Tu tarea: Prosigue el relato que aparece a continuación, sobre la visita a una exposición en un edificio oficial de Madrid, a partir de su última oración.

Fragmento:
■ ■ ■ ■ ■ ■ ■
VUELVA USTED MAÑANA (O CUANDO SEA)
Existe en el centro de Madrid un antiguo edificio, sede actual de un organismo gubernamental, cuyas dependencias fueron hace setenta años testigo de una serie de apasionantes sucesos de carácter histórico. El estudio de dichos sucesos son fundamentales en el proceso de documentación de la nueva novela que actualmente tengo entre manos y hace unos días descubro que —¡oh, albricias!— en esas dependencias se celebra una exposición con carácter permanente versada además en los sucesos objeto de mi estudio. La situación no puede pintar mejor.
Me acerco con ilusión hasta las inmediaciones del edificio. Mi intención es recabar información acerca de las condiciones de acceso a la exposición. Si ésta es libre y gratuita, si conlleva cita previa. En fin, esos detalles. Traspaso el enorme portón del edificio y me encuentro, junto al arco de detección de metales, a los guardas de seguridad que custodian la entrada. Les indico el objeto de mi interés y amablemente me remiten a la oficina de información, ubicada un par de puertas más allá. Me dirijo al lugar indicado.
—Hola, buenos días. Tengo entendido que disponen de una exposición permanente dedicada a bla bla bla. Estaba interesado en visitarla.
—¿Exposición? ¿Qué exposición?
«Bueno, empezamos bien», pienso yo.
—Sí, es una exposición versada en bla bla bla y, según tengo entendido, está ubicada en las dependencias tal.
—¡Ah, sí! Pero las dependencias tal son competencia del departamento pascual. Acredítese en la entrada y pregúnteles a ellos.
—Muchas gracias, muy amable.
Salgo de la oficina de información y me dirijo de nuevo a los guardas de seguridad. Les explico la circunstancia y ellos, con exquisita amabilidad y atención —todo hay que decirlo—, proceden a inspeccionarme de forma concienzuda. Tres veces debo pasar por el arco de seguridad hasta que descubrimos que lo que hace saltar la alarma es la hebilla metálica de mi cinturón. Entro finalmente en el despacho de acreditaciones, muestro mi DNI y me hacen entrega de una tarjeta donde luce una fastuosa «V» —presupongo que de «Visitante»— de color verde. Me prendo la misma en la solapa y me dirijo al departamento mencionado.
■ ■ ■ ■ ■ ■ ■
Algunas filas

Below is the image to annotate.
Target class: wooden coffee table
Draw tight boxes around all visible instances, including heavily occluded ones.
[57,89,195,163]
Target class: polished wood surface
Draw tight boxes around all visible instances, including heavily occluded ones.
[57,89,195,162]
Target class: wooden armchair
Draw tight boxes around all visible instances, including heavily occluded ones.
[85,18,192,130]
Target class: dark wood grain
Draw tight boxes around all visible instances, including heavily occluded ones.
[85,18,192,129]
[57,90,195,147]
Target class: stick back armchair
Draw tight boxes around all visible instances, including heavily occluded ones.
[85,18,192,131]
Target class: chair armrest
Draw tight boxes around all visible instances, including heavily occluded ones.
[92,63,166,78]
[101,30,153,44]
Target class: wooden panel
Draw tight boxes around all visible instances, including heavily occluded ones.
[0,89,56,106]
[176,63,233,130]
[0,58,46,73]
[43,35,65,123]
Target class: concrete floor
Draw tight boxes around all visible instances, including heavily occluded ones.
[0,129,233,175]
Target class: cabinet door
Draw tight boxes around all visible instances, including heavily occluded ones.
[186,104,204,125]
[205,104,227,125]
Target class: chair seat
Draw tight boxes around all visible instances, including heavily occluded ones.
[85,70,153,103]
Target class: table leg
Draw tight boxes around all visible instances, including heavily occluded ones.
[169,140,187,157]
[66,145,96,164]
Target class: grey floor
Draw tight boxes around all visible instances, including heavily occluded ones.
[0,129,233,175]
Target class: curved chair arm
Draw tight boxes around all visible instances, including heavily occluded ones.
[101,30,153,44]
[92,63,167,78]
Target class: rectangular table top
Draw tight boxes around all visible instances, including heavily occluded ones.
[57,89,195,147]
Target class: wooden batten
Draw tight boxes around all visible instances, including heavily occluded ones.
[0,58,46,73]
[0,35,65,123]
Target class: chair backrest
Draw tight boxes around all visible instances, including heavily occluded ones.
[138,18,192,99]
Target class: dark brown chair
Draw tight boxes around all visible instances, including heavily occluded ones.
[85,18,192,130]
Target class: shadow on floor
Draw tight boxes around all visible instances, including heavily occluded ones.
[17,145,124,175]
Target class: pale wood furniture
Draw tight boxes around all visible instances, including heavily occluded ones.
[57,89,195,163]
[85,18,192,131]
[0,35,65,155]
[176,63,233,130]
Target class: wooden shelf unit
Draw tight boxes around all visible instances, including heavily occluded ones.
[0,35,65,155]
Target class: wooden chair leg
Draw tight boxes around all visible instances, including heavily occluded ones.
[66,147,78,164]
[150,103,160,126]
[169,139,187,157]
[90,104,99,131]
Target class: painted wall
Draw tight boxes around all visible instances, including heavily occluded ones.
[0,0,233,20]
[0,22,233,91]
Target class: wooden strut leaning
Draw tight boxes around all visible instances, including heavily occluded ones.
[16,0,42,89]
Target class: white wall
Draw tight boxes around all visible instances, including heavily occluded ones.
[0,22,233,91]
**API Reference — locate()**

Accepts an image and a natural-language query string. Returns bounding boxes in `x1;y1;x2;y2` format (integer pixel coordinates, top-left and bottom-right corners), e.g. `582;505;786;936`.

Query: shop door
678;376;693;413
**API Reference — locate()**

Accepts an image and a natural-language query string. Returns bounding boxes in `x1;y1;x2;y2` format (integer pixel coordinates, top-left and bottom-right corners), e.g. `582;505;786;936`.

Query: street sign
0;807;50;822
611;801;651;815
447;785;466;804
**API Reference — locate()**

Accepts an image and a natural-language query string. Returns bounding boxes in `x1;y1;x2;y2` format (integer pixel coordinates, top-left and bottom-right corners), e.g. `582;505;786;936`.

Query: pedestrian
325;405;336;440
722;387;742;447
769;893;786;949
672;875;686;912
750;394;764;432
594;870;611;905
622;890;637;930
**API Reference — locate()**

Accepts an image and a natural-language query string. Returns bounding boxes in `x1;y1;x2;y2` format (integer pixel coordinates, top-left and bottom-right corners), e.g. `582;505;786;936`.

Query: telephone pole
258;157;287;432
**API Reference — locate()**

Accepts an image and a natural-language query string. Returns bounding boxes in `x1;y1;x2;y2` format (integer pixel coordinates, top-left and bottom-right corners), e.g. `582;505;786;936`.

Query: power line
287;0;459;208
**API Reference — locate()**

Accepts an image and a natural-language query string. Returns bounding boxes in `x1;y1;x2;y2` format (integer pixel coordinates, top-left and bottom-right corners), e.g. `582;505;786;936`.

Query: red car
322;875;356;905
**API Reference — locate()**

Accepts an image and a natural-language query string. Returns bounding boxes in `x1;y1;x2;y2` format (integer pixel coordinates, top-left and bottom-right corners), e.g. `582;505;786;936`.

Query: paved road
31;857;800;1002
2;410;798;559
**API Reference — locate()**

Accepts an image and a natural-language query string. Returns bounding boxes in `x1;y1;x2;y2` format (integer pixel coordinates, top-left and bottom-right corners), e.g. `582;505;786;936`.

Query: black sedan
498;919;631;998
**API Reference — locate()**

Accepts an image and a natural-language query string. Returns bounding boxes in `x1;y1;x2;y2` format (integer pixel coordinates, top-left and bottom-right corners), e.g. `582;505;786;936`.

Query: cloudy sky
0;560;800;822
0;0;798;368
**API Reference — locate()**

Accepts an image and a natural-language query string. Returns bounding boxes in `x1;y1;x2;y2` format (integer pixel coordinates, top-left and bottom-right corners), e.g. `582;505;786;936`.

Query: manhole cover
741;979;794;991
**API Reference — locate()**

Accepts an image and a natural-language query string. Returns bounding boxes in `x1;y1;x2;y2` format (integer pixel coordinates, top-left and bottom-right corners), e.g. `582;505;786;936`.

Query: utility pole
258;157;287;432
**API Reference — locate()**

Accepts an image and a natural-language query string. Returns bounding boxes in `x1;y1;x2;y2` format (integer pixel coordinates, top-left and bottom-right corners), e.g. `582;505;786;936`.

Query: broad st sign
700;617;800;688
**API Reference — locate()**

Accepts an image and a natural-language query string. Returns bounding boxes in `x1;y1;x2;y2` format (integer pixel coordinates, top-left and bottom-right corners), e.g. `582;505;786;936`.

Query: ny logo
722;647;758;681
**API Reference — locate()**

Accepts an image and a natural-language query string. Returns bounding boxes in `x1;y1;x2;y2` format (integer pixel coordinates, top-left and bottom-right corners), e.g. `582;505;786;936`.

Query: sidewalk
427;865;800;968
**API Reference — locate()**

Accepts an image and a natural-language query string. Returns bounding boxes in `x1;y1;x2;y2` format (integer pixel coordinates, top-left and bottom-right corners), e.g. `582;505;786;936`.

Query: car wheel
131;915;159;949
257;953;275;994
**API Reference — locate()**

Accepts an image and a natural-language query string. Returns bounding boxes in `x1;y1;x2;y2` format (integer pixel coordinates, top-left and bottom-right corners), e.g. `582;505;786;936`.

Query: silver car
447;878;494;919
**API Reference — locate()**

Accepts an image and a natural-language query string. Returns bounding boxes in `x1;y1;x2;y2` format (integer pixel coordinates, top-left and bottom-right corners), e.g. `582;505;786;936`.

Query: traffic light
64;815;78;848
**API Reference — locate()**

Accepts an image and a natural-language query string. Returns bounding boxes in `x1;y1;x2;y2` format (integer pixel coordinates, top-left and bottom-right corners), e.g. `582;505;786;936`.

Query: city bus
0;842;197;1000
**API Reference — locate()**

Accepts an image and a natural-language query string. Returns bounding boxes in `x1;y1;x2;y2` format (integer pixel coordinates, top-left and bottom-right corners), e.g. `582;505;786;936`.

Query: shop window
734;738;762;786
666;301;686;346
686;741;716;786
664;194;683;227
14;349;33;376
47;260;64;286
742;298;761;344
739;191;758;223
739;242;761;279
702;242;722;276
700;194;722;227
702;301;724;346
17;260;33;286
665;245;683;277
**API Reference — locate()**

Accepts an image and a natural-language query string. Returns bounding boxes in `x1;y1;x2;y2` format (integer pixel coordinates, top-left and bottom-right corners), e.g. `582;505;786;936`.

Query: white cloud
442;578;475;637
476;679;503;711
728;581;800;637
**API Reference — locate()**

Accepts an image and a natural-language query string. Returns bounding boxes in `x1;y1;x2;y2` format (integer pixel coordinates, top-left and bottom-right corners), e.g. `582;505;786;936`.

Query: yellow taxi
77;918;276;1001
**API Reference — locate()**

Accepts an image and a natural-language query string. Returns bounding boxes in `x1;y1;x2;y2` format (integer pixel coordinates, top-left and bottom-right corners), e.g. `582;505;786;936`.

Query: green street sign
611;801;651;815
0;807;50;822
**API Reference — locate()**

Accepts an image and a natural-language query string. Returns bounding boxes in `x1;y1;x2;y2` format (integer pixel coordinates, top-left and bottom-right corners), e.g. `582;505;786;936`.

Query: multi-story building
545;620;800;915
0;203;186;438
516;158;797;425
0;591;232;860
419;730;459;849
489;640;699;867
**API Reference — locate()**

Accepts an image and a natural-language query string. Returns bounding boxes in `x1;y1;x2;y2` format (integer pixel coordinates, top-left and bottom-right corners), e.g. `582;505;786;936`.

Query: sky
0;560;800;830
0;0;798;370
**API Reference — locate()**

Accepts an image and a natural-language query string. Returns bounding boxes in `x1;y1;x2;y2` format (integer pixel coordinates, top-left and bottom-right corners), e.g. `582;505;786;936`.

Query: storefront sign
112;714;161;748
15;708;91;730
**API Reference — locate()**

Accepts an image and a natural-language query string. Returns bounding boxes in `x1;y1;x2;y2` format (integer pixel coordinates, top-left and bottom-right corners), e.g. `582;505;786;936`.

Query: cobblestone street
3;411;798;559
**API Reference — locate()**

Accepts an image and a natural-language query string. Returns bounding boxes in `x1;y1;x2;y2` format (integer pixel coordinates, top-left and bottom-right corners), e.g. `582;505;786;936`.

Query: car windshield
■ ■ ■ ■ ■ ■ ■
Respuesta:
—Buenas, estaba interesado en visitar la exposición tal.
—errrr... ummmm... pero esa exposición sólo está a disposición del personal interno.
—Disculpe, pero creo que no. Por lo que sé, se trata de una exposición de carácter público. Me consta que ha habido personas ajenas a este lugar que la han visitado. De hecho, por una de ellas he conocido la existencia de la exposición.
—Ummm... estooo... pues no sé.
—Por favor, ¿podría preguntarle al responsable del departamento?
—Soy yo.
—¡Aaaaah!, que bien... A ver, centrémonos... ¿La exposición existe y se encuentra en estas dependencias?
—Sí
—¿Y usted es la responsable de estas dependencias?
—Sí
—¿Y no sabe de qué le estoy hablando?
—No
—Estupendo.
Mi perplejidad aumenta por momentos.
—Bueno —indica la ímproba funcionaria componiendo un gesto de circunstancias—, lo cierto es que ya que está usted aquí... Si quiere… Puede pasar a ver la exposición. Es por aquella puerta.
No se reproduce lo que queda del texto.